The problem: Pick out each line in the material below that contains the word "wall", and copy those lines.

Excerpts from a point labeling dataset
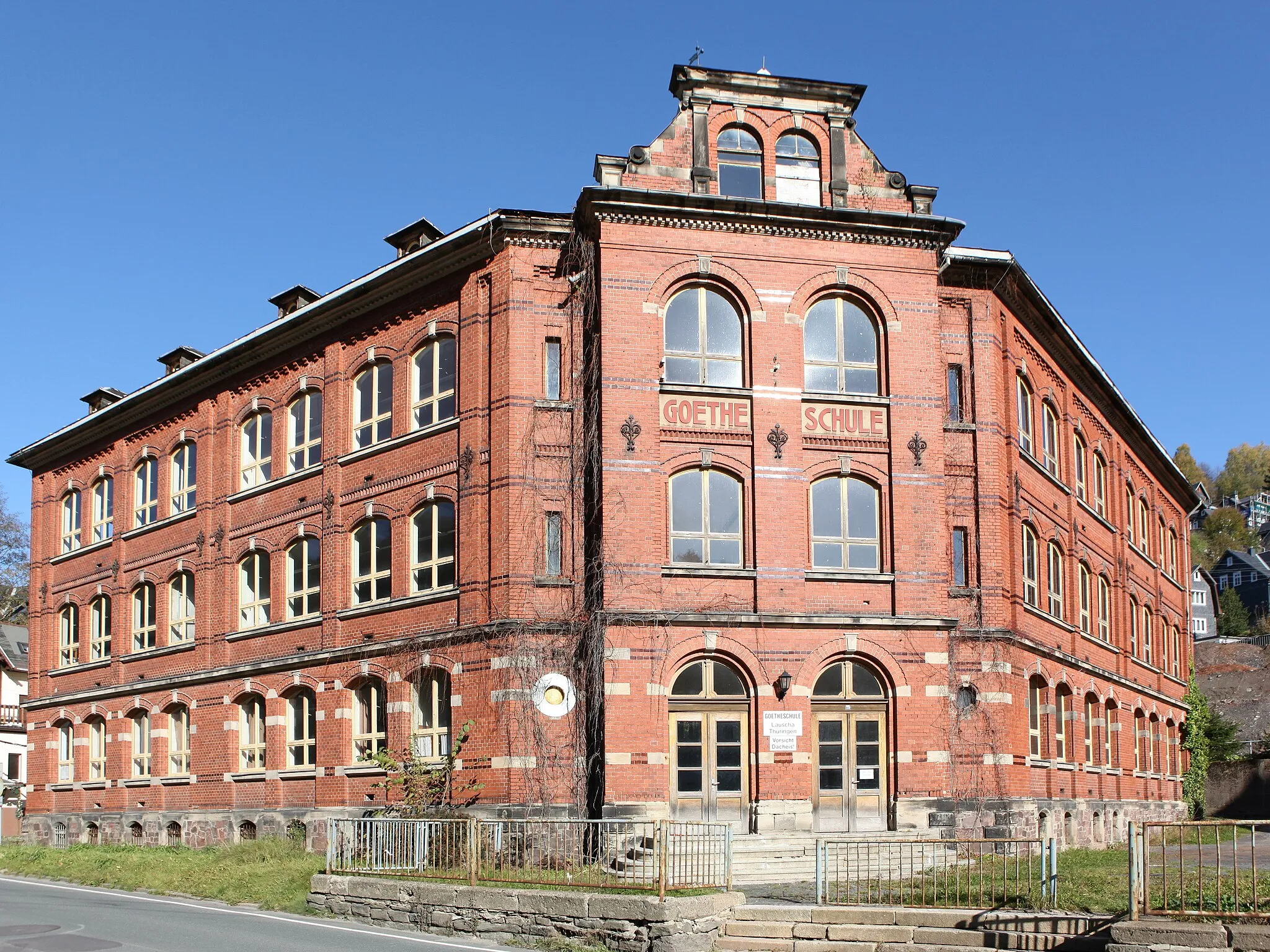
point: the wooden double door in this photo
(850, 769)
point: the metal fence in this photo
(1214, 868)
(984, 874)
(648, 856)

--

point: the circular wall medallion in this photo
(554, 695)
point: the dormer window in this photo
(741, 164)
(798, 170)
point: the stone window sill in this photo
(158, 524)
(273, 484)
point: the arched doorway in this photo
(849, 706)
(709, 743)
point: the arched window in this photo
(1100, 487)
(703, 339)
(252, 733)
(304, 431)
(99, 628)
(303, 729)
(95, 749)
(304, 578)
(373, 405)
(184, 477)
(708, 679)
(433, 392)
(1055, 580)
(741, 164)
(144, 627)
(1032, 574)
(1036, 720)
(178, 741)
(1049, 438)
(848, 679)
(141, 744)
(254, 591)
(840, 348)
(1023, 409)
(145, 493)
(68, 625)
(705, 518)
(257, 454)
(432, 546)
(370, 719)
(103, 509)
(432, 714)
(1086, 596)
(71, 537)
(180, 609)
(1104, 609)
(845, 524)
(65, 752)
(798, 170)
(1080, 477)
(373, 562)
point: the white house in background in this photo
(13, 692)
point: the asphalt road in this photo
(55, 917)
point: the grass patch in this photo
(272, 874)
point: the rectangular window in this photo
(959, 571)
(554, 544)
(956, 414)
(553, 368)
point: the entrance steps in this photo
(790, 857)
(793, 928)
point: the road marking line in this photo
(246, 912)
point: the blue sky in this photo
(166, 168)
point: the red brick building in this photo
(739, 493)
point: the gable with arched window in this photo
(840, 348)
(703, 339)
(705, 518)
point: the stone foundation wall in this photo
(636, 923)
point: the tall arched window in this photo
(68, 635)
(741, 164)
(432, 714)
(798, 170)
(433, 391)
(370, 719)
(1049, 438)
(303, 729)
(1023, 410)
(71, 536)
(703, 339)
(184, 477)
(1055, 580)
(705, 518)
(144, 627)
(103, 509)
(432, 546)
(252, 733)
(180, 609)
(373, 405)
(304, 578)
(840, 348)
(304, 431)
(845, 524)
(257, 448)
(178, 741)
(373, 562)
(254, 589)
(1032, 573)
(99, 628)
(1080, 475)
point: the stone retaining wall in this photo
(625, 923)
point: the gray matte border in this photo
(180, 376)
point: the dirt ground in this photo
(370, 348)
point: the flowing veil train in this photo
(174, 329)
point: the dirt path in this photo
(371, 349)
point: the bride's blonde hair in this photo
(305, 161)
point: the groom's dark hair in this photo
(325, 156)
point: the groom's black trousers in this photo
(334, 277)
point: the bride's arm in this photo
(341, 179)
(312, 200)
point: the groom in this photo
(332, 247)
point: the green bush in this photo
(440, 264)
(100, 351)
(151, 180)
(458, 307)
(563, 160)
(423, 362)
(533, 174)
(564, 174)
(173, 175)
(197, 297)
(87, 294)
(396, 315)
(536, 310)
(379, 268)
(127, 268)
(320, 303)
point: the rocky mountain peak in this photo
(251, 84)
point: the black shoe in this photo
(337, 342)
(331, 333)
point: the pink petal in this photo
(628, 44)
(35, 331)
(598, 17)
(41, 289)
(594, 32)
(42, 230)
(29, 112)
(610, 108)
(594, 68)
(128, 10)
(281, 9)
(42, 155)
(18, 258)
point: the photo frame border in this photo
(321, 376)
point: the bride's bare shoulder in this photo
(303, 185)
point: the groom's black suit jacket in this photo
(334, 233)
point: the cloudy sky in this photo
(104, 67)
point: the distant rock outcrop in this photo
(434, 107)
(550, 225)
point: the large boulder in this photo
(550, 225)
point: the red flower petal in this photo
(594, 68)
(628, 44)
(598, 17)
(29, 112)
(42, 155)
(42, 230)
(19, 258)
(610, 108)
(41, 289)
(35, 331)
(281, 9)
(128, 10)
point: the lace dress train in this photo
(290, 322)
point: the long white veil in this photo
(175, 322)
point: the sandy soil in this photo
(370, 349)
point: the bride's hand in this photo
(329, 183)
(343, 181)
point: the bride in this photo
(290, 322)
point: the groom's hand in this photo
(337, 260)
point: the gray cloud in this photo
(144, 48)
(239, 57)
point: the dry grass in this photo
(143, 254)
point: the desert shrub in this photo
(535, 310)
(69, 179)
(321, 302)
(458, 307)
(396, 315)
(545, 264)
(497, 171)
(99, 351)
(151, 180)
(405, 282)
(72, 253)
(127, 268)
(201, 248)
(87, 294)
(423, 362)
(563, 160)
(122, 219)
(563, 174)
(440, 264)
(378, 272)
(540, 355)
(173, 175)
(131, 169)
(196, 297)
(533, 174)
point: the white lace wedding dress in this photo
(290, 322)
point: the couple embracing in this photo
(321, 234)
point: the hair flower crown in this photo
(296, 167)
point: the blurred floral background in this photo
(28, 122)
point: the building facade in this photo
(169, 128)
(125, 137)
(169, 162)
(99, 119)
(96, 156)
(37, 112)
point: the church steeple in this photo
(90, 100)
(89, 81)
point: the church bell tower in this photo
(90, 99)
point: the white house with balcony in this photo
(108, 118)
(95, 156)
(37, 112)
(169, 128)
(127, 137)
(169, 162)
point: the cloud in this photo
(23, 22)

Right answer:
point: the circular wall medallion in this photo
point: the stone foundation wall in this photo
point: the stone retaining wall in this photo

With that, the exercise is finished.